Your assignment: Look through the lines below for the word "boot", and copy every line that has it.

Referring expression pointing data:
■ ■ ■

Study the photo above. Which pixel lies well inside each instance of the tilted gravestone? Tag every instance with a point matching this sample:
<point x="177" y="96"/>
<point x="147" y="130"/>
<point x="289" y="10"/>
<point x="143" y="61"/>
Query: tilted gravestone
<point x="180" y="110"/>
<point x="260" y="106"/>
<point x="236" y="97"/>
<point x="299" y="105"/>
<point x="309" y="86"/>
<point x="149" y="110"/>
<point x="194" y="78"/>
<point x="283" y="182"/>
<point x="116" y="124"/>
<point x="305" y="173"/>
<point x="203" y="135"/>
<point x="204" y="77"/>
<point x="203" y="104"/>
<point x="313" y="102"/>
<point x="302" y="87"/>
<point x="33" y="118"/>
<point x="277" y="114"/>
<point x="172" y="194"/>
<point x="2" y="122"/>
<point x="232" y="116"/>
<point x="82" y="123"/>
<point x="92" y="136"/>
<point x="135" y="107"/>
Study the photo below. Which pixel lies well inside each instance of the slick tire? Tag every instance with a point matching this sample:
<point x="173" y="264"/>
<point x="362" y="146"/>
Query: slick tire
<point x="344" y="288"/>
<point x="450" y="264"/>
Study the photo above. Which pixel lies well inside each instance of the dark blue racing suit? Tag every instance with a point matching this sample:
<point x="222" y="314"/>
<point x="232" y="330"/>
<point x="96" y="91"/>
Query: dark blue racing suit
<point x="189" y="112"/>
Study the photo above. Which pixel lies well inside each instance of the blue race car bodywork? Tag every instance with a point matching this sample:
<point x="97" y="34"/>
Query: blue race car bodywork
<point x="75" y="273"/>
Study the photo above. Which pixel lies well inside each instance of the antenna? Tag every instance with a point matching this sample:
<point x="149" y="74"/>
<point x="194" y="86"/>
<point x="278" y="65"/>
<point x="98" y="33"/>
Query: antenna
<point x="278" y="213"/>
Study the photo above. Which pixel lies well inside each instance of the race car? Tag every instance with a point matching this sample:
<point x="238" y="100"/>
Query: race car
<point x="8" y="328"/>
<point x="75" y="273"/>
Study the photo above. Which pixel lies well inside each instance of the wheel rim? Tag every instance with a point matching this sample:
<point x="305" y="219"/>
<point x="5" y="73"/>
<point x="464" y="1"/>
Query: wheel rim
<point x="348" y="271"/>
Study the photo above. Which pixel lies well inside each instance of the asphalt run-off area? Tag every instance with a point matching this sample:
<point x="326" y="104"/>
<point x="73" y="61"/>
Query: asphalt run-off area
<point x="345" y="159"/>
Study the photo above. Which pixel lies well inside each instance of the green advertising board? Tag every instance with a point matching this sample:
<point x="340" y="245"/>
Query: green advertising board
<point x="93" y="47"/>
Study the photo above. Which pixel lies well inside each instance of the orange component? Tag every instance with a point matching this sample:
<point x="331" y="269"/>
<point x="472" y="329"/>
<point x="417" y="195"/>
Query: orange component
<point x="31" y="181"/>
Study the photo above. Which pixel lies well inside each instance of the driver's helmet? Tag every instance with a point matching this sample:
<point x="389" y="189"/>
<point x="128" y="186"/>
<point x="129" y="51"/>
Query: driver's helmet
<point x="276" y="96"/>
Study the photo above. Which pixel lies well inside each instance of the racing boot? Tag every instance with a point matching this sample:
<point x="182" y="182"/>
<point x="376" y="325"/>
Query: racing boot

■ ■ ■

Answer space:
Study the photo above. Which pixel lies well inside each instance of the racing boot? Tag every instance with a point matching this sample:
Query: racing boot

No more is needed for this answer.